* BEGIN Provided data *
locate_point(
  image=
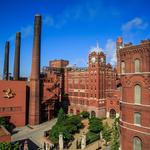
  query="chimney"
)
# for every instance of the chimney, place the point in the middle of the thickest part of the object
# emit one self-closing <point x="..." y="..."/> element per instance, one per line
<point x="17" y="57"/>
<point x="6" y="62"/>
<point x="35" y="72"/>
<point x="34" y="104"/>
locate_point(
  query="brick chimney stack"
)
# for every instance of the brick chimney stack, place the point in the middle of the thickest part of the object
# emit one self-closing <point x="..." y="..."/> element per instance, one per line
<point x="34" y="104"/>
<point x="17" y="57"/>
<point x="119" y="43"/>
<point x="6" y="62"/>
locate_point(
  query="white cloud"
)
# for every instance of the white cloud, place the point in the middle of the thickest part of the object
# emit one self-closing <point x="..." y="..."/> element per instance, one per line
<point x="81" y="62"/>
<point x="110" y="49"/>
<point x="136" y="23"/>
<point x="48" y="20"/>
<point x="25" y="32"/>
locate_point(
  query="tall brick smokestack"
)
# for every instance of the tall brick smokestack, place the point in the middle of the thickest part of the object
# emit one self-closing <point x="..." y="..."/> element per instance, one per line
<point x="34" y="105"/>
<point x="6" y="62"/>
<point x="119" y="43"/>
<point x="17" y="57"/>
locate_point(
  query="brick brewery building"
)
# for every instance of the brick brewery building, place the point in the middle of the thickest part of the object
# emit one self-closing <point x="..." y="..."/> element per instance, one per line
<point x="134" y="71"/>
<point x="97" y="88"/>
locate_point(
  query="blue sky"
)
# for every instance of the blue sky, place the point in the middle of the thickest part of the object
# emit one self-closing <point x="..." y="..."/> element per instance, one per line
<point x="71" y="28"/>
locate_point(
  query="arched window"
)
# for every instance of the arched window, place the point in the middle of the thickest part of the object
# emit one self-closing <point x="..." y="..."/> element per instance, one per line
<point x="137" y="143"/>
<point x="122" y="67"/>
<point x="137" y="94"/>
<point x="137" y="65"/>
<point x="137" y="118"/>
<point x="93" y="114"/>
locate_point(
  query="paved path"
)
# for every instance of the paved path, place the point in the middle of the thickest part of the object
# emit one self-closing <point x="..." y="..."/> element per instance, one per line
<point x="34" y="133"/>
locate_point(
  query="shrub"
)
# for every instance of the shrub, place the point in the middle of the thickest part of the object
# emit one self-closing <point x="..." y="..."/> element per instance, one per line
<point x="67" y="126"/>
<point x="95" y="125"/>
<point x="92" y="137"/>
<point x="85" y="114"/>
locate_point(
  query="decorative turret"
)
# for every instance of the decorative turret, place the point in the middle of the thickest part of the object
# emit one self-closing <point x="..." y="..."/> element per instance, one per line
<point x="17" y="57"/>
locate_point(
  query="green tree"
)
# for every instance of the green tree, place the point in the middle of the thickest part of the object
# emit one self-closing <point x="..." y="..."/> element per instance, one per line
<point x="61" y="116"/>
<point x="106" y="133"/>
<point x="68" y="126"/>
<point x="85" y="114"/>
<point x="95" y="125"/>
<point x="115" y="135"/>
<point x="8" y="146"/>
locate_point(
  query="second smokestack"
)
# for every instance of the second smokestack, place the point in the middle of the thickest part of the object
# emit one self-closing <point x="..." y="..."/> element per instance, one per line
<point x="17" y="57"/>
<point x="6" y="62"/>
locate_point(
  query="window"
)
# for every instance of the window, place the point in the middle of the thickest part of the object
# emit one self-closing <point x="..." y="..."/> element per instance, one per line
<point x="137" y="118"/>
<point x="137" y="94"/>
<point x="137" y="65"/>
<point x="122" y="67"/>
<point x="137" y="143"/>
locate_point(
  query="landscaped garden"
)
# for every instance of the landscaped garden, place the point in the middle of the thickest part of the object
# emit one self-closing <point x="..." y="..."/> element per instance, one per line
<point x="72" y="127"/>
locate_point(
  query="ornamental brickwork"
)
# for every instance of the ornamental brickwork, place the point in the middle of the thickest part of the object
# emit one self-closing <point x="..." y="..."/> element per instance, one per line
<point x="134" y="71"/>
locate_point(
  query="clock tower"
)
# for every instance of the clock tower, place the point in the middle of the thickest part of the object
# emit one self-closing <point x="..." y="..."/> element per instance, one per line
<point x="96" y="69"/>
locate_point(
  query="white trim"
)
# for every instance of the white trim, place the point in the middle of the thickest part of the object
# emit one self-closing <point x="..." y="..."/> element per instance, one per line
<point x="135" y="130"/>
<point x="135" y="104"/>
<point x="134" y="124"/>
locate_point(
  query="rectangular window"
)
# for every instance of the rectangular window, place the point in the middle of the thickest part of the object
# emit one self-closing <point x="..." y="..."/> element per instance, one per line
<point x="137" y="118"/>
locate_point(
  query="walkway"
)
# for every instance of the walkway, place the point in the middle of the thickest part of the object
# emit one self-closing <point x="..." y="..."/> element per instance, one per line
<point x="34" y="133"/>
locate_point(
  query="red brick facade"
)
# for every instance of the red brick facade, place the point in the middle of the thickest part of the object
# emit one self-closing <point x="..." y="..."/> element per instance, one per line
<point x="5" y="136"/>
<point x="88" y="88"/>
<point x="134" y="71"/>
<point x="13" y="101"/>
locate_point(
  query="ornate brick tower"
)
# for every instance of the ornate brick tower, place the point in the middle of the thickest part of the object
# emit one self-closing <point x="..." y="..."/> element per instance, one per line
<point x="34" y="104"/>
<point x="6" y="62"/>
<point x="134" y="72"/>
<point x="17" y="57"/>
<point x="97" y="62"/>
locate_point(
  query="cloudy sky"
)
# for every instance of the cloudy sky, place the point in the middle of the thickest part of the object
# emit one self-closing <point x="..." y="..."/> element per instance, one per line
<point x="70" y="28"/>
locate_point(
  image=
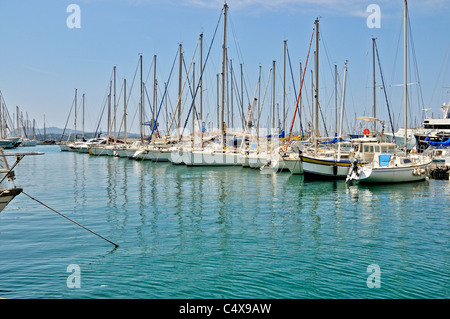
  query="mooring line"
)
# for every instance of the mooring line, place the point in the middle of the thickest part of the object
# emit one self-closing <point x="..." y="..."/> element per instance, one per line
<point x="69" y="219"/>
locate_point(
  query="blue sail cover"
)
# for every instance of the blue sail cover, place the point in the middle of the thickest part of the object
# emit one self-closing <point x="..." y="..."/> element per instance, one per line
<point x="442" y="143"/>
<point x="384" y="160"/>
<point x="281" y="135"/>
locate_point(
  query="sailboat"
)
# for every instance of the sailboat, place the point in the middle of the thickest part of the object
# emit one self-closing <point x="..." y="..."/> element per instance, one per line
<point x="387" y="165"/>
<point x="325" y="161"/>
<point x="217" y="154"/>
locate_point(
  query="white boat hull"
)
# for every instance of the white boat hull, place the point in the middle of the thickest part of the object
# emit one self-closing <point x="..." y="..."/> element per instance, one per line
<point x="125" y="152"/>
<point x="211" y="159"/>
<point x="257" y="160"/>
<point x="322" y="168"/>
<point x="392" y="174"/>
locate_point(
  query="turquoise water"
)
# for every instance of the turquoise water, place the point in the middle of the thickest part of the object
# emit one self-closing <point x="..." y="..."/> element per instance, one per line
<point x="217" y="233"/>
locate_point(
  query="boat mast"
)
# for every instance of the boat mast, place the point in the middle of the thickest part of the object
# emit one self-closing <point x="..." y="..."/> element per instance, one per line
<point x="154" y="92"/>
<point x="340" y="136"/>
<point x="179" y="92"/>
<point x="316" y="95"/>
<point x="406" y="78"/>
<point x="193" y="106"/>
<point x="83" y="116"/>
<point x="201" y="88"/>
<point x="115" y="102"/>
<point x="284" y="87"/>
<point x="125" y="110"/>
<point x="374" y="87"/>
<point x="335" y="98"/>
<point x="225" y="7"/>
<point x="273" y="100"/>
<point x="75" y="137"/>
<point x="259" y="110"/>
<point x="141" y="106"/>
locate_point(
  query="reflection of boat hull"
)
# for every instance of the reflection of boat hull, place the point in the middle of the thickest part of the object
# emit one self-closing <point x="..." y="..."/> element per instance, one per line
<point x="211" y="159"/>
<point x="7" y="195"/>
<point x="324" y="168"/>
<point x="294" y="165"/>
<point x="257" y="160"/>
<point x="125" y="152"/>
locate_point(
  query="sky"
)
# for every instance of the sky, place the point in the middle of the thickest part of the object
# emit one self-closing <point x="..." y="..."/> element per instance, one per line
<point x="43" y="58"/>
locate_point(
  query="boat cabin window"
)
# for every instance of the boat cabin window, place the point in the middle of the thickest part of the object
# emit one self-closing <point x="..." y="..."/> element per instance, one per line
<point x="368" y="148"/>
<point x="387" y="149"/>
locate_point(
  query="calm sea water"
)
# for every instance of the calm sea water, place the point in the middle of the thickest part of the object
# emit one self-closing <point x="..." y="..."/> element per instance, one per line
<point x="217" y="233"/>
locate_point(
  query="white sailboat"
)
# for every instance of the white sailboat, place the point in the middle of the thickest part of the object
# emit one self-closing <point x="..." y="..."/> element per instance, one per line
<point x="387" y="166"/>
<point x="326" y="161"/>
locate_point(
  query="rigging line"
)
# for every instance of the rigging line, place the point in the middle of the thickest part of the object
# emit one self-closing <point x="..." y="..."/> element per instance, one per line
<point x="264" y="96"/>
<point x="295" y="90"/>
<point x="300" y="92"/>
<point x="385" y="94"/>
<point x="416" y="70"/>
<point x="178" y="106"/>
<point x="201" y="74"/>
<point x="65" y="126"/>
<point x="105" y="99"/>
<point x="38" y="201"/>
<point x="235" y="84"/>
<point x="148" y="99"/>
<point x="162" y="99"/>
<point x="192" y="95"/>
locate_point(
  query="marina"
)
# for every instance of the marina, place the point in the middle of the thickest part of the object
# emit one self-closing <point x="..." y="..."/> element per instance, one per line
<point x="221" y="232"/>
<point x="203" y="184"/>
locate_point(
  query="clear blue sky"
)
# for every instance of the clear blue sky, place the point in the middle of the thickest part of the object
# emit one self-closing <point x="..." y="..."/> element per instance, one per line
<point x="42" y="61"/>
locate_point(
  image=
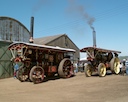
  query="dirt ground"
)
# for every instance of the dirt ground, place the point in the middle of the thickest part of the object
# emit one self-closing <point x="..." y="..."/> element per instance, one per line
<point x="111" y="88"/>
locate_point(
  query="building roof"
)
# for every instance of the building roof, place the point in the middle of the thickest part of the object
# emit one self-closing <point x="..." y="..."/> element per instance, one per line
<point x="47" y="39"/>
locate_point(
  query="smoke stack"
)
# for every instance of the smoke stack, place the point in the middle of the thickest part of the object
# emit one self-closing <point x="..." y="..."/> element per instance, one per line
<point x="31" y="30"/>
<point x="94" y="38"/>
* END Provided data *
* [What you need to do]:
Return every one of the lines above that contains the string "brewery".

* [Solved exercise]:
  query="brick brewery building"
# for every instance of the brick brewery building, place the point in the middle of the thickest part of the object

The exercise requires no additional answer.